Render every line of the records below as a Markdown table with two columns, Row and Line, numbering each row and leaving out blank lines. Do not include the pictures in the answer.

[begin Entries supplied]

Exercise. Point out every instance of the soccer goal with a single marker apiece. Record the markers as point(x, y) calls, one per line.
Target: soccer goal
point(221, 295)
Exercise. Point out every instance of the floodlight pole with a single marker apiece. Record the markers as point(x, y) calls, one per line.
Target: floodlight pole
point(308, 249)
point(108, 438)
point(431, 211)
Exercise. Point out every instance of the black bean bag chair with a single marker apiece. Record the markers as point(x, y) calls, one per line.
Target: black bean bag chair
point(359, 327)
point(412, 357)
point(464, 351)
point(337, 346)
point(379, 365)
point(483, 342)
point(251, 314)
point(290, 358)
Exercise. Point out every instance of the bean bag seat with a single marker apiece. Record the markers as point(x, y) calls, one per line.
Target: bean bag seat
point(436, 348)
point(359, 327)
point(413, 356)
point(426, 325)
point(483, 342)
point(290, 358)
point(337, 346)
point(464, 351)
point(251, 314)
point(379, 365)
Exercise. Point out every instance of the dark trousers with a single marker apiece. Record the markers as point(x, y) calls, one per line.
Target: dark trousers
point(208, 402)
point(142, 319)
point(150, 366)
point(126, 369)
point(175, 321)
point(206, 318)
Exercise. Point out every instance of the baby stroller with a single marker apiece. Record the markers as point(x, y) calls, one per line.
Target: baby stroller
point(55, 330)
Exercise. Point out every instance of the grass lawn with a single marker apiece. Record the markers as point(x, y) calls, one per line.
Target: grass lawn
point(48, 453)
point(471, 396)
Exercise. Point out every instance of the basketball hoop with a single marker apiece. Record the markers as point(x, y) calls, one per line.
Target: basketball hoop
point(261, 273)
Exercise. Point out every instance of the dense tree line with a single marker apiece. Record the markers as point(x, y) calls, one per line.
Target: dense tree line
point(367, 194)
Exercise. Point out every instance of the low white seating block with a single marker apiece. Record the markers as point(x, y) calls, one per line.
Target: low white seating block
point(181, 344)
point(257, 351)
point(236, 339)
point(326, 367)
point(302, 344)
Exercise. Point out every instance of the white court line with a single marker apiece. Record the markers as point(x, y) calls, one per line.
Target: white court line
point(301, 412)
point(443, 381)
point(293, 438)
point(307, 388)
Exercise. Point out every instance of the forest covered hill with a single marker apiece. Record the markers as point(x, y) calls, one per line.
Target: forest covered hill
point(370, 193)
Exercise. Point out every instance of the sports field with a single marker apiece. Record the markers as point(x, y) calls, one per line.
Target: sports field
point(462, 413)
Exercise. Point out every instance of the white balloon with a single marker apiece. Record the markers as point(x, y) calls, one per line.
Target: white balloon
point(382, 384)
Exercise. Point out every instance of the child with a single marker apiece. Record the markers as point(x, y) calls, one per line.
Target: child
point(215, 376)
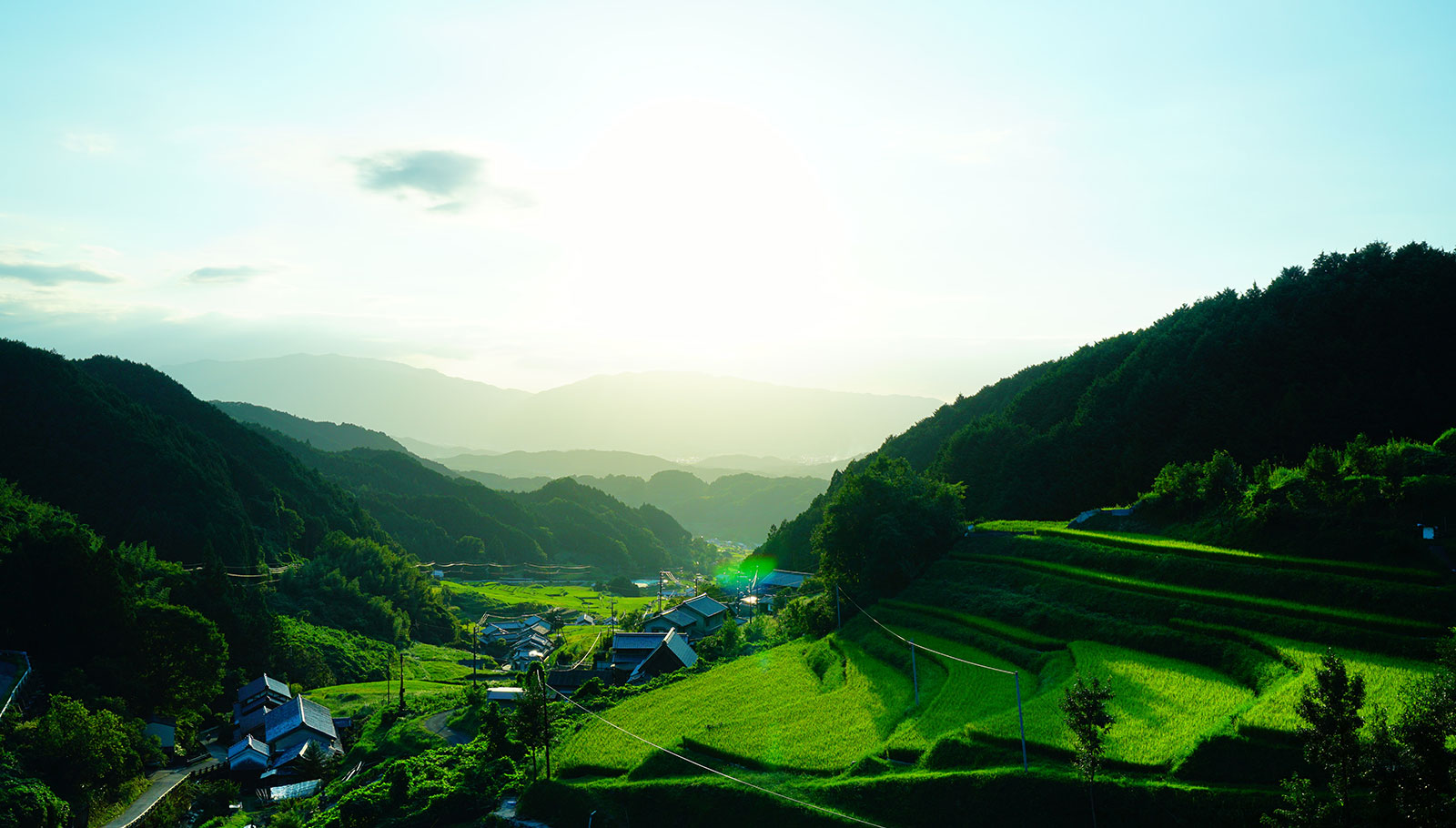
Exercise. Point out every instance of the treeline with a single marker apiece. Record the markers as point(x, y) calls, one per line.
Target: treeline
point(1353, 344)
point(1359, 500)
point(113, 646)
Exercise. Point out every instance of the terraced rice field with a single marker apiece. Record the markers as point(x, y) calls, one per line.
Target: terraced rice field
point(506, 600)
point(797, 706)
point(1385, 677)
point(820, 706)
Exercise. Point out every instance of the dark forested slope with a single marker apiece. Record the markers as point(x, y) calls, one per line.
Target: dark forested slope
point(325, 435)
point(458, 520)
point(143, 460)
point(1354, 344)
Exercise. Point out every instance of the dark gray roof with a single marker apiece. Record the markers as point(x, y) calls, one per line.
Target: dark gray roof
point(259, 686)
point(679, 646)
point(637, 641)
point(298, 712)
point(705, 606)
point(679, 617)
point(251, 719)
point(781, 578)
point(245, 745)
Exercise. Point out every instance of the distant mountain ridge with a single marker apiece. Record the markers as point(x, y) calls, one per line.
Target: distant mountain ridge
point(322, 435)
point(1356, 344)
point(659, 414)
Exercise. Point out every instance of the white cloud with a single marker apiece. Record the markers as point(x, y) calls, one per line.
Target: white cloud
point(89, 143)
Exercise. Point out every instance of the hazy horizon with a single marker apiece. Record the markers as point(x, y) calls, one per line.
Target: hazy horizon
point(912, 199)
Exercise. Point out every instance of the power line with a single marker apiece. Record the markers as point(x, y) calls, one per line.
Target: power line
point(1021, 721)
point(922, 646)
point(830, 811)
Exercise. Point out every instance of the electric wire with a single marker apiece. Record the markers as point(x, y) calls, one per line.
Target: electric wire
point(830, 811)
point(921, 646)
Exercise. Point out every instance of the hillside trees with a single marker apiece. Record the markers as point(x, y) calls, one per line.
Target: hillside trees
point(885, 524)
point(1330, 709)
point(1084, 711)
point(1336, 498)
point(1350, 345)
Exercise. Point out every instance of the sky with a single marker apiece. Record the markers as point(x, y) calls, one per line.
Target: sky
point(874, 197)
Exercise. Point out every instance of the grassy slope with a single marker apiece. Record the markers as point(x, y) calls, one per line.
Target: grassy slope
point(772, 708)
point(351, 699)
point(507, 600)
point(776, 709)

[end Entries supplied]

■ **Task solution**
| Row | Line |
|---|---|
| 1 | Exercise. Point out every instance of the soccer goal with a single marker apiece. Record the markers as point(x, y) calls, one per line. |
| 2 | Target: soccer goal |
| 3 | point(221, 295) |
| 4 | Exercise. Point out every instance of the floodlight pole with a single marker apiece. Record the markers as point(x, y) calls, one per line. |
| 5 | Target: floodlight pole |
| 6 | point(308, 249) |
| 7 | point(108, 438) |
| 8 | point(431, 211) |
| 9 | Exercise. Point out every instance of the black bean bag chair with a single marker apiece. Record the markers as point(x, y) calls, one per line. |
| 10 | Target: black bean bag chair |
| 11 | point(359, 327) |
| 12 | point(412, 357) |
| 13 | point(464, 351) |
| 14 | point(337, 346) |
| 15 | point(379, 365) |
| 16 | point(483, 342) |
| 17 | point(251, 314) |
| 18 | point(290, 358) |
| 19 | Exercise. Point out every instance of the bean bag seat with a single marker apiece. Record the markers as point(x, y) calls, one per line. |
| 20 | Target: bean bag seat |
| 21 | point(436, 348) |
| 22 | point(359, 327) |
| 23 | point(413, 356) |
| 24 | point(426, 325) |
| 25 | point(483, 342) |
| 26 | point(290, 358) |
| 27 | point(337, 346) |
| 28 | point(464, 351) |
| 29 | point(251, 314) |
| 30 | point(379, 365) |
| 31 | Exercise. Point out every instance of the dark trousers with a single marker apiece. Record the markers as point(x, y) calls, one per line. |
| 32 | Target: dark trousers |
| 33 | point(208, 402) |
| 34 | point(142, 319) |
| 35 | point(150, 366) |
| 36 | point(126, 369) |
| 37 | point(175, 321) |
| 38 | point(206, 318) |
| 39 | Exercise. Point out every instance of the baby stroller with a single marker apiece. Record the markers as point(x, y) calls, one per line. |
| 40 | Target: baby stroller |
| 41 | point(55, 330) |
| 42 | Exercise. Point out every instance of the grass lawn with a single marker apiece. Record the markers as point(x, y) calls, one per line. |
| 43 | Target: grass lawn |
| 44 | point(48, 453) |
| 45 | point(471, 396) |
| 46 | Exercise. Point out every instance of the basketball hoop with a single marker apiece. Record the markers as point(x, y) calls, one per line. |
| 47 | Target: basketball hoop |
| 48 | point(261, 273) |
| 49 | Exercise. Point out every instance of the dense tree line with a single marker apiece. Record the markers as point(x, y) calls, one per line. |
| 50 | Target: dense tree line |
| 51 | point(367, 194) |
| 52 | Exercise. Point out every instance of the low white seating block with a single marker apiece. Record the markers as point(x, y) calls, one per line. |
| 53 | Target: low white seating block |
| 54 | point(181, 344) |
| 55 | point(257, 351) |
| 56 | point(236, 339) |
| 57 | point(326, 367) |
| 58 | point(302, 344) |
| 59 | Exercise. Point out every instance of the white court line with a single marker apiece. Record the markers as point(x, y) calls, one per line. |
| 60 | Target: white court line |
| 61 | point(301, 412) |
| 62 | point(443, 381) |
| 63 | point(293, 438) |
| 64 | point(307, 388) |
| 65 | Exercise. Point out every instance of the forest covered hill with a single marker apiece. Record the markers as point(x, y) calls, one per line. |
| 66 | Target: forest covered hill |
| 67 | point(370, 193) |
| 68 | Exercise. Point out every instance of the sports field with a single marker apiece. Record the markers as point(x, y) calls, one per line. |
| 69 | Target: sports field |
| 70 | point(462, 413) |
| 71 | Exercise. Point out every instance of the white balloon with a single marker apiece. Record the markers as point(x, y) calls, one per line. |
| 72 | Target: white balloon |
| 73 | point(382, 384) |
| 74 | Exercise. Point out every instance of the child with a single marker apiece. Record the markers as point(x, y) calls, one per line. |
| 75 | Target: child |
| 76 | point(215, 376) |
| 77 | Exercise. Point out every instance of the treeline with a single marker apiece. Record the markers as point(x, y) calls, one per line. |
| 78 | Target: treeline |
| 79 | point(1353, 344) |
| 80 | point(1359, 500) |
| 81 | point(113, 646) |
| 82 | Exercise. Point out every instance of the terraced rice field with a single marker apiece. Record the markers as point(x, y) calls, one per line. |
| 83 | Target: terraced rice field |
| 84 | point(506, 600) |
| 85 | point(797, 706) |
| 86 | point(1385, 677) |
| 87 | point(820, 706) |
| 88 | Exercise. Point out every instance of the dark forested slope with a single marker apiece. Record the markers as point(x, y) calls, one per line. |
| 89 | Target: dark forested slope |
| 90 | point(325, 435) |
| 91 | point(458, 520) |
| 92 | point(143, 460) |
| 93 | point(1354, 344) |
| 94 | Exercise. Point out every instance of the dark gray roof with a single marker apiece. Record the markers as point(x, y) calls, one per line. |
| 95 | Target: dark gray roof |
| 96 | point(259, 686) |
| 97 | point(679, 646) |
| 98 | point(637, 641) |
| 99 | point(298, 712) |
| 100 | point(705, 606) |
| 101 | point(679, 617) |
| 102 | point(251, 719) |
| 103 | point(781, 578) |
| 104 | point(245, 745) |
| 105 | Exercise. Point out every instance of the distant mountain ridge with a single marker apiece. Record the markers as point(x, y) calls, one per line. |
| 106 | Target: distant mountain ridge |
| 107 | point(322, 435) |
| 108 | point(1356, 344) |
| 109 | point(659, 414) |
| 110 | Exercise. Point out every instance of the white cloud with a single marker apiece. Record the markers as point(x, y) calls, one per line. |
| 111 | Target: white cloud |
| 112 | point(89, 143) |
| 113 | Exercise. Point out every instance of the hazy horizon with a single marker apiece. Record the markers as point(x, y) calls, one per line. |
| 114 | Target: hazy horizon |
| 115 | point(912, 199) |
| 116 | Exercise. Point out every instance of the power line with a single marker apiece. Record the markers as point(x, y) calls, one per line. |
| 117 | Target: power line |
| 118 | point(1021, 721) |
| 119 | point(922, 646) |
| 120 | point(830, 811) |
| 121 | Exercise. Point out every instance of the electric wire with a single marker apiece. Record the markers as point(x, y) calls, one per line. |
| 122 | Target: electric wire |
| 123 | point(830, 811) |
| 124 | point(921, 646) |
| 125 | Exercise. Point out every instance of the hillside trees with a single marker apiece. Record the markers as point(x, y) calls, one per line. |
| 126 | Target: hillside trees |
| 127 | point(885, 524) |
| 128 | point(1330, 709) |
| 129 | point(1084, 711) |
| 130 | point(1336, 498) |
| 131 | point(1350, 345) |
| 132 | Exercise. Point out every instance of the sky with a single marker apiece. Record the markers as point(x, y) calls, one per line. |
| 133 | Target: sky |
| 134 | point(874, 197) |
| 135 | Exercise. Point out every instance of the grassy slope with a single marker apiece. Record the markers as point(x, y) calls, one per line. |
| 136 | Target: grassy slope |
| 137 | point(772, 708) |
| 138 | point(351, 699) |
| 139 | point(507, 600) |
| 140 | point(776, 709) |